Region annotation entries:
-=-=-

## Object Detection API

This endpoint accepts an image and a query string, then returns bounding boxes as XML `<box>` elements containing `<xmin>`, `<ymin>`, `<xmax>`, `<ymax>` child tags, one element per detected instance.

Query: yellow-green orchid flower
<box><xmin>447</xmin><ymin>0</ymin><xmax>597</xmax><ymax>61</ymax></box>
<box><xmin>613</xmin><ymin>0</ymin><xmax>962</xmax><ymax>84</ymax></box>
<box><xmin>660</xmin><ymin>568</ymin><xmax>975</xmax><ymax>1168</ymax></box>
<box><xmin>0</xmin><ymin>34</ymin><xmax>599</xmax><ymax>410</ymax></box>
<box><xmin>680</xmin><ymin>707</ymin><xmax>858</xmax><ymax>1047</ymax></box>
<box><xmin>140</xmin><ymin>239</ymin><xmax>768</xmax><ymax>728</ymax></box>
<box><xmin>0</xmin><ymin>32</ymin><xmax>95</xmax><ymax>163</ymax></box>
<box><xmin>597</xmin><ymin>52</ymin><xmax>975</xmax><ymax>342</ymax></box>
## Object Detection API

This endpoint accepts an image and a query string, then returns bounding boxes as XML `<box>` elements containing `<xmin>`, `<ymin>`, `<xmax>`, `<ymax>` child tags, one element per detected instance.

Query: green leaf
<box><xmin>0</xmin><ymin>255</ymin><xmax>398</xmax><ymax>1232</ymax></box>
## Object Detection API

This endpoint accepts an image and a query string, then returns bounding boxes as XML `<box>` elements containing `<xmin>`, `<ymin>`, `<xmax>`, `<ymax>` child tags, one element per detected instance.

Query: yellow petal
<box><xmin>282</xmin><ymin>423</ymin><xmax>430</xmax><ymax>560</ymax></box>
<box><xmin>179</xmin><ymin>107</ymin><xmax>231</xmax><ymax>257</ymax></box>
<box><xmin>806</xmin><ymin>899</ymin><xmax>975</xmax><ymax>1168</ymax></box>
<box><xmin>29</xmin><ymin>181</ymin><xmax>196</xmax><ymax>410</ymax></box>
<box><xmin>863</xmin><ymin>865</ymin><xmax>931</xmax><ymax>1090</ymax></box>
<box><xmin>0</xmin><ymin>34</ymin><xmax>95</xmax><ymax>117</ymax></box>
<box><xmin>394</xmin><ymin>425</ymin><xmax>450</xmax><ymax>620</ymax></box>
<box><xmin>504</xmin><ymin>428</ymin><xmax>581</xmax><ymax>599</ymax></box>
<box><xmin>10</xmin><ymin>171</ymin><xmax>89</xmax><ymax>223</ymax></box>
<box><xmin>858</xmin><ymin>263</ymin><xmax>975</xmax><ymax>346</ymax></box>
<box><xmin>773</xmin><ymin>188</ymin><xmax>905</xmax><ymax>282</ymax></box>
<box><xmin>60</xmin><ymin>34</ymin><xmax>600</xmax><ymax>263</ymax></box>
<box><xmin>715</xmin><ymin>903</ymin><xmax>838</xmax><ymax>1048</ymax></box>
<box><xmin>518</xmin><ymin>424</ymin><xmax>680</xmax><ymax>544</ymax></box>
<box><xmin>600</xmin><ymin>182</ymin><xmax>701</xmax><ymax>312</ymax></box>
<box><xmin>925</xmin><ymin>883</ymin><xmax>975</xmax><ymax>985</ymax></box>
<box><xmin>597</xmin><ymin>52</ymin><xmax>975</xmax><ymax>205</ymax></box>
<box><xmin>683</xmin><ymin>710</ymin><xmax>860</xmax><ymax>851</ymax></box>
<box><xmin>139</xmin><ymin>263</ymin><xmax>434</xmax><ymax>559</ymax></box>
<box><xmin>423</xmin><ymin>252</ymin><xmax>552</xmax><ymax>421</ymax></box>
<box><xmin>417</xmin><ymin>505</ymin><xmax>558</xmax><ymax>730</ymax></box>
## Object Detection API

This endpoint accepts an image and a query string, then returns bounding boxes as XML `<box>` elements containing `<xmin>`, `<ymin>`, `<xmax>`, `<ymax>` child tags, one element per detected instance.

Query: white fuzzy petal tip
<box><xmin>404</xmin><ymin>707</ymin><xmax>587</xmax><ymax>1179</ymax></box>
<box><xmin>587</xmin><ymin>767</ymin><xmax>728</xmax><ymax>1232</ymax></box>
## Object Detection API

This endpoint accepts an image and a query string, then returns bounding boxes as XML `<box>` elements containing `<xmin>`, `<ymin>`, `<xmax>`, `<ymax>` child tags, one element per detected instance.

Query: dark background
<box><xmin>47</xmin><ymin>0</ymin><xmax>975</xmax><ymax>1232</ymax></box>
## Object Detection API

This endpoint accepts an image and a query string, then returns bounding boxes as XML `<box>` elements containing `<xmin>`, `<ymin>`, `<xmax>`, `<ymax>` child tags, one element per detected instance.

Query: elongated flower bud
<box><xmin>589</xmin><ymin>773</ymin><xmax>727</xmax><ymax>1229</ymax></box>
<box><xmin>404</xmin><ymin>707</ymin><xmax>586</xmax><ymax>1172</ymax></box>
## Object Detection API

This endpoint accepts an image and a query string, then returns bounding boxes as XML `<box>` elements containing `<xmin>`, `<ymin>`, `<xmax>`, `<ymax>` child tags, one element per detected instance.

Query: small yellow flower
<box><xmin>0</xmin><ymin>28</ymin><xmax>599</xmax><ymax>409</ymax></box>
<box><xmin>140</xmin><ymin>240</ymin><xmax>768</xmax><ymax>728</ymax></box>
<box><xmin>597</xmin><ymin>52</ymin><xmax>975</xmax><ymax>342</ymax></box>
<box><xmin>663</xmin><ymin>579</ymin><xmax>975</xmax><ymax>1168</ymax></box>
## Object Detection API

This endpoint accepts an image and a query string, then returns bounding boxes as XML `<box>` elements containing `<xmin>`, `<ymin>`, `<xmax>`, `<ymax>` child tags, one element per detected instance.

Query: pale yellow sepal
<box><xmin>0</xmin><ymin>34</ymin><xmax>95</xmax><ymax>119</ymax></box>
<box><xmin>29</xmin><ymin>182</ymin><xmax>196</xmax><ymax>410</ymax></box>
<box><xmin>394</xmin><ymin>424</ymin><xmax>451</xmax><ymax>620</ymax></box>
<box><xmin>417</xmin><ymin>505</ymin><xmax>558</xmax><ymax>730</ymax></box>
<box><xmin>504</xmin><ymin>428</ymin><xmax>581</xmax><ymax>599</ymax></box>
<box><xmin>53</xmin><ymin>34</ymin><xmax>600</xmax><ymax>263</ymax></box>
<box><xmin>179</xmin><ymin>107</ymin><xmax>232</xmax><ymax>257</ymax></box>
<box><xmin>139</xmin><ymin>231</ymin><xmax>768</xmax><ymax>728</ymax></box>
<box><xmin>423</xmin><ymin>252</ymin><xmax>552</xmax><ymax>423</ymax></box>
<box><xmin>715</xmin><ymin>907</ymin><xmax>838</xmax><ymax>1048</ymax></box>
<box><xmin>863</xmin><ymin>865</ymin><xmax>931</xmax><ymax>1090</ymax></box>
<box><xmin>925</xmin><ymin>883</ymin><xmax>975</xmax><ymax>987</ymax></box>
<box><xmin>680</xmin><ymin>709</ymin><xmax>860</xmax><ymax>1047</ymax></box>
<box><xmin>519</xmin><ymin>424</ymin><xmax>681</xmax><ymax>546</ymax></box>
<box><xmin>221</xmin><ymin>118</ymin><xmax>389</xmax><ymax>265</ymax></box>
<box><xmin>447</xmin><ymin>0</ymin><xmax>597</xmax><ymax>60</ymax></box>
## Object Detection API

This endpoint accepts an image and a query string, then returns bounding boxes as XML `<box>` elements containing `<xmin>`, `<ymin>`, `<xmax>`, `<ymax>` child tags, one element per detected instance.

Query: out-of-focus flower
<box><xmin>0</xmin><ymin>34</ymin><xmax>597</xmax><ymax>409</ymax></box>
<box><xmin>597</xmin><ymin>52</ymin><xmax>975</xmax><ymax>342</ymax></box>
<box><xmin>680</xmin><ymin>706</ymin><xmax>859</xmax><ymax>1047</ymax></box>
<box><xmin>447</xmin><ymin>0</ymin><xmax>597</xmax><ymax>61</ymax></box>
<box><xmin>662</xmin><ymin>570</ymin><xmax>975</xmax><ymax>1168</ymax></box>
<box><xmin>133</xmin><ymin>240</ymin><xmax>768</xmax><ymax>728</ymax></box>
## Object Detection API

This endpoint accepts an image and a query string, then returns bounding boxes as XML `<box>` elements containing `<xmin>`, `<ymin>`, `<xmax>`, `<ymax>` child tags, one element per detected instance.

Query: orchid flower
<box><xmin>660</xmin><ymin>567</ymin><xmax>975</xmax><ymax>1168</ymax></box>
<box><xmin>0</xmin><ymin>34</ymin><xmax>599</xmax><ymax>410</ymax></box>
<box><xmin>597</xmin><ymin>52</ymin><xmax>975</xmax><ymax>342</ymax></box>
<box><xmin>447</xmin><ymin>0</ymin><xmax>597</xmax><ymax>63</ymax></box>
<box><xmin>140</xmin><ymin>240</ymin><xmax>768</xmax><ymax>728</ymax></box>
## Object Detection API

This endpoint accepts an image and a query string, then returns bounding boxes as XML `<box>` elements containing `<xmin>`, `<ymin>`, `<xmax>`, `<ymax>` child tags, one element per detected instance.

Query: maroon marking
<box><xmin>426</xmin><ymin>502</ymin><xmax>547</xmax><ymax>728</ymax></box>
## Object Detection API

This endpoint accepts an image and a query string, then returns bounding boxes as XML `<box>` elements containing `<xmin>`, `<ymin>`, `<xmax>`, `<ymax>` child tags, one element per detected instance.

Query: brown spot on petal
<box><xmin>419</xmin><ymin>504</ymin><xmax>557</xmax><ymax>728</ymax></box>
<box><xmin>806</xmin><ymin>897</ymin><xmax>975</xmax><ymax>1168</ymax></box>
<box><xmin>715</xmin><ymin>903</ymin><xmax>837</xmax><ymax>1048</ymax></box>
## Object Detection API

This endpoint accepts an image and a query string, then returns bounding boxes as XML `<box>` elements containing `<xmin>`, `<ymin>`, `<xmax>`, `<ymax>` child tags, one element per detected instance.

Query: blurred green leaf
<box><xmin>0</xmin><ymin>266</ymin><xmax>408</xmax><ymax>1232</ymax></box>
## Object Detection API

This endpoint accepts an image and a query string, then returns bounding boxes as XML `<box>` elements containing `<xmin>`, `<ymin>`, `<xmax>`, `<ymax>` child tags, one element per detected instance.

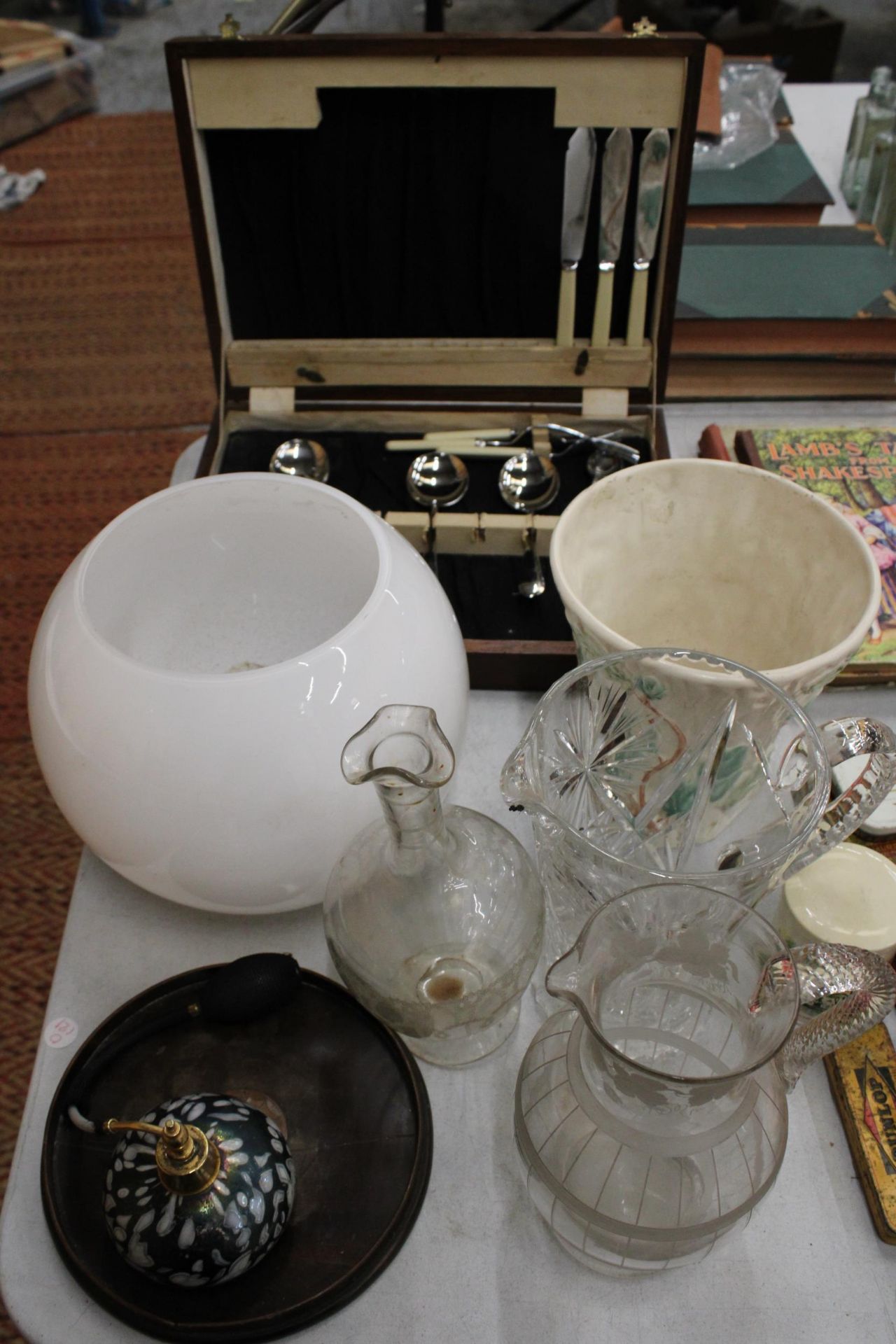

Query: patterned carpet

-=-=-

EXERCISE DESCRIPTION:
Please return each line of the items that contains the word "yellow".

RESPONSE TO THIS EXERCISE:
Query: yellow-green orchid flower
Query: yellow petal
Query: small yellow flower
Query: pale yellow sepal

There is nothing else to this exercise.